## Record set:
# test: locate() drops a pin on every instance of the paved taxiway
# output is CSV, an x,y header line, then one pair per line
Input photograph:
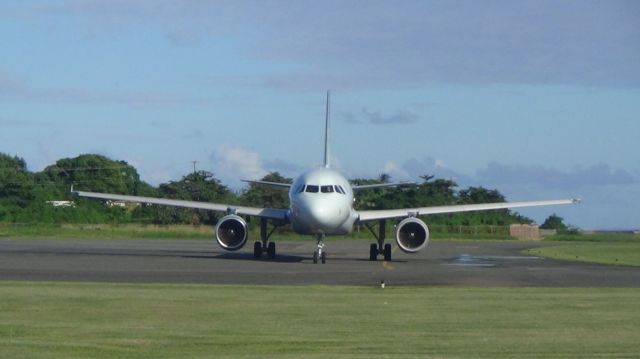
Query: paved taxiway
x,y
444,263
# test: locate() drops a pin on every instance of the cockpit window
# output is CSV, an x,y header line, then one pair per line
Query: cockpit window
x,y
312,188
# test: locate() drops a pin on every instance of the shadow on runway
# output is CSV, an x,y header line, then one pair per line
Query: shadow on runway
x,y
249,257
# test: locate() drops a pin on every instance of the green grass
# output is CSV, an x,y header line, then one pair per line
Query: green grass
x,y
595,237
74,320
105,231
616,253
140,231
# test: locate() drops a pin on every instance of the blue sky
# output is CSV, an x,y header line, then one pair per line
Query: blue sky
x,y
539,99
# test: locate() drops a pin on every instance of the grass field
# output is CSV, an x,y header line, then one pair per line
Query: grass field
x,y
616,253
140,231
63,320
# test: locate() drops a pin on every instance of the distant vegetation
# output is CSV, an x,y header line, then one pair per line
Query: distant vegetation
x,y
24,195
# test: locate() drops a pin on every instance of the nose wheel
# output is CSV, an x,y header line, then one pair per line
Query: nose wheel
x,y
319,253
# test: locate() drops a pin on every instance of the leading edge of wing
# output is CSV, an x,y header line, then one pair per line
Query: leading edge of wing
x,y
271,213
373,215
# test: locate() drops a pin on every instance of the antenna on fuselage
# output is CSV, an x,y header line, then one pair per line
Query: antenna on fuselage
x,y
326,135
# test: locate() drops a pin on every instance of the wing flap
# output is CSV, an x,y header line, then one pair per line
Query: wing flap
x,y
271,213
373,215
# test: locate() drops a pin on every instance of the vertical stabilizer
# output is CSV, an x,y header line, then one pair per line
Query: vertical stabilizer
x,y
326,135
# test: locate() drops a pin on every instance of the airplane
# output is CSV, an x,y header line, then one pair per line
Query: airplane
x,y
321,204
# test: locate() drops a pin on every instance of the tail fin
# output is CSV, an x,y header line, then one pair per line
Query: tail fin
x,y
326,135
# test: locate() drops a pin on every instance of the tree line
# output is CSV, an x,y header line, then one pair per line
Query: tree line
x,y
24,195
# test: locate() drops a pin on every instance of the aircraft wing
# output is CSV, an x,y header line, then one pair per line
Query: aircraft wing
x,y
373,215
272,184
380,185
271,213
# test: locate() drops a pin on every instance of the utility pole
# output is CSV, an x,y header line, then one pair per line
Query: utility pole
x,y
194,167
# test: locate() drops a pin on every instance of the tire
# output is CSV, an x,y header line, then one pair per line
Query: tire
x,y
271,250
387,252
257,250
373,252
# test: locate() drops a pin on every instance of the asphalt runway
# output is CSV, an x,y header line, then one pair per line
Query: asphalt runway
x,y
443,263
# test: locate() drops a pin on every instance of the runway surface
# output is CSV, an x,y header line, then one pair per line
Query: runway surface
x,y
443,263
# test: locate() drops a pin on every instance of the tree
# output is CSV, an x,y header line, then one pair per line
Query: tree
x,y
267,196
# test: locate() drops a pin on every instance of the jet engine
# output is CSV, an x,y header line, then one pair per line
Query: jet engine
x,y
412,235
231,232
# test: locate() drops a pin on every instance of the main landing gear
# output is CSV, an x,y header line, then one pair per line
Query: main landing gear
x,y
379,248
319,253
264,245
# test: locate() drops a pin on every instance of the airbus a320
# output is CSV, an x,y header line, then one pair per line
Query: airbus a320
x,y
321,204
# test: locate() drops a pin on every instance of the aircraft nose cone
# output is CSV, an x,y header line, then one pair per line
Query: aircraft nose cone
x,y
325,216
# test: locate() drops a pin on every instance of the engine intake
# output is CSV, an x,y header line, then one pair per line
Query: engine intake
x,y
231,232
412,235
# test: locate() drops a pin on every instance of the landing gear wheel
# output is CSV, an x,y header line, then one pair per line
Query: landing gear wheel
x,y
257,250
271,250
387,252
373,252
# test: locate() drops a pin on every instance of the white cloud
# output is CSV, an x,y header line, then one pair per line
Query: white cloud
x,y
232,164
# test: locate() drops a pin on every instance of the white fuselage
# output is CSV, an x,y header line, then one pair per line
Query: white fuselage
x,y
321,203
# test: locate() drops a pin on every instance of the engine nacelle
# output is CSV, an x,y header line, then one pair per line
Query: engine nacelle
x,y
231,232
412,235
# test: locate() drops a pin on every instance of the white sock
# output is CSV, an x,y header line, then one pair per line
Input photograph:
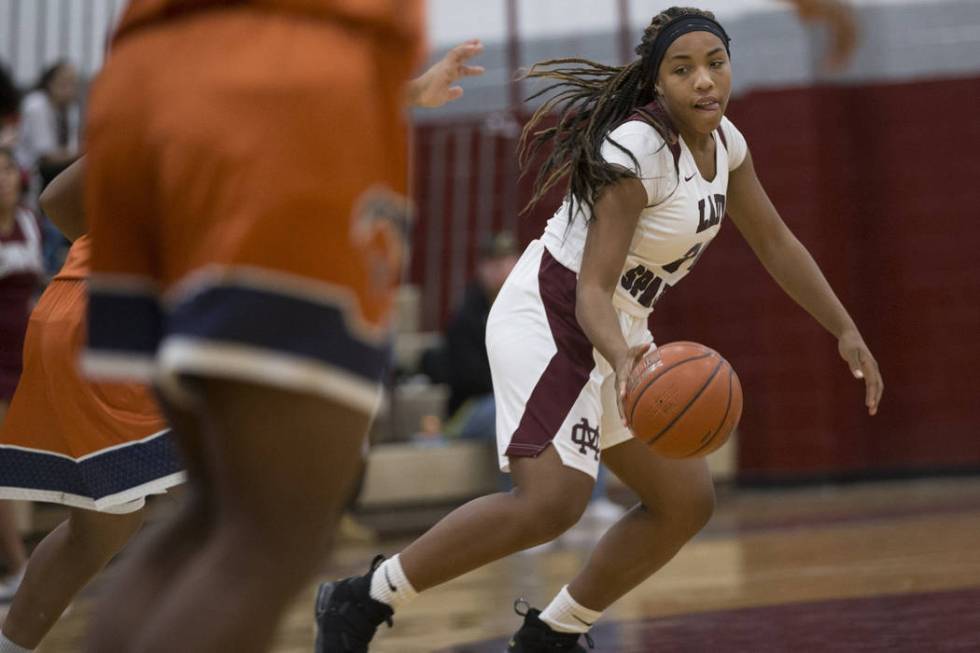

## What this task involves:
Rewrite all of the records above with "drops a pin on" replaced by "places a marker on" throughout and everything else left as is. Leave the pictures out of the result.

## Solution:
# test: locate() places a marker on every instance of the paved taxiway
# output is CSV, an x,y header line, then one pair per line
Input photograph:
Query: paved taxiway
x,y
444,263
# test: locate() places a marker on every instance of the cockpit window
# output is CSV, an x,y header line, then one pair per line
Query: cockpit window
x,y
312,188
# test: locate() places a marker on every instance of the shadow on runway
# output is CSV, an x,y header line, then one pair per line
Query: shadow on runway
x,y
249,257
# test: locate() places a marker on every instance of the green grass
# output is CSV, an x,y header line, then one pair per line
Query: green grass
x,y
595,237
74,320
105,231
616,253
140,231
# test: locate() places a marker on every instance of the blue sky
# output is CSV, an x,y header line, then one pair per line
Query: blue sky
x,y
539,99
# test: locate() places a marker on every instance of the grass field
# output is CSV, an x,y header line, then one pair per line
Query: grass field
x,y
616,253
140,231
63,320
# test: locate() places a marker on every instance of the distant vegetation
# output is CSV, an x,y header line, then one pair per line
Query: distant vegetation
x,y
24,195
# test: locate() places a marker on every instance of the nose wheel
# output is CSV, an x,y header line, then one pair per line
Query: nose wheel
x,y
319,253
# test: locate() places a marker on every instance of the leading edge of wing
# output is CSV, an x,y header line, then one pair per line
Query: leading edge of wing
x,y
271,213
373,215
# test: locate() places a marker on every instance of the antenna on fuselage
# output is CSV, an x,y header line, then one pair per line
Query: antenna on fuselage
x,y
326,135
# test: locate() places a marker on every instance of the wing flap
# output is CSV, an x,y header line, then one pair per line
Query: wing flap
x,y
271,213
373,215
# test: locate() places a marker on every instance of the vertical stabilizer
# output is CSV, an x,y header line, then one pair per line
Query: vertical stabilizer
x,y
326,135
# test: locate() places a marker on every instance of the airplane
# output is CSV, an x,y header line, then one pair per line
Query: airplane
x,y
321,204
# test: locate() places a marker on every instance of the tail fin
# output is CSV, an x,y header line, then one pair per line
Query: tail fin
x,y
326,135
# test: locate() places a marker on every instance of the tree line
# output is CSV, an x,y header line, then one pair per line
Query: tree line
x,y
24,195
# test: locate() places a marker on every instance of the aircraft wing
# output is CSV, an x,y header line, then one pair per line
Query: aircraft wing
x,y
373,215
272,184
380,185
271,213
# test: locate() places a marker on every instance of the utility pole
# output is CSV, an x,y header line, then one pair per line
Query: utility pole
x,y
194,167
# test: locate() places a marker on every instance of the tire
# output is CSV, an x,y header line, then one pair per line
Query: tire
x,y
271,250
387,252
257,250
373,252
# test: locate() places a marker on every instance of the asphalt runway
# output is CSV, an x,y header line, then one pair per line
Query: asphalt runway
x,y
443,263
# test: locate() places a marker on every instance of the runway surface
# output is CSV, an x,y header line, then one pair per line
Query: runway surface
x,y
443,263
# test: locate() places a marker on every instance of the tree
# output is CSV, an x,y header line, then one pair per line
Query: tree
x,y
267,196
# test: locate() places a marker on every instance of the jet engine
# output is CSV, an x,y header line, then one pair per line
Query: jet engine
x,y
412,235
231,232
# test: locate() places a marker on every instance of the main landing gear
# output is CSV, an x,y header line, then one pair per line
Query: main landing gear
x,y
379,248
319,253
264,245
# test: locate() places a marker on every instance of the airbus a320
# output is CSV, an x,y header line, then one pair per line
Query: airbus a320
x,y
321,204
# test: locate() places a marker on every instance of the aircraft nose cone
# output is CSV, an x,y header line, then one pair per line
Query: aircraft nose cone
x,y
325,216
# test: locate() places a marker on every instance of the engine intake
# output is CSV, an x,y header line, then one pair per line
Query: engine intake
x,y
231,232
412,235
# test: locate() places a marker on every instance of the landing gear wheel
# output is CSV, an x,y header line, then one pair per line
Query: landing gear wheel
x,y
257,250
271,250
387,252
373,252
# test: locate() places a marker on every instance of the white cloud
# output is CSV, an x,y header line, then one pair per line
Query: white cloud
x,y
232,164
# test: locate() places a marker on every instance of the white fuselage
# output is CSV, an x,y header line, then one pair per line
Query: white fuselage
x,y
321,203
# test: locate() places a marker on every instance of the engine nacelle
# output is CSV, an x,y header line, then one pair per line
Query: engine nacelle
x,y
231,232
412,235
# test: locate() places a marker on every instance of the white sock
# output is CSV, an x,y header line, then one pair per line
Input photograph:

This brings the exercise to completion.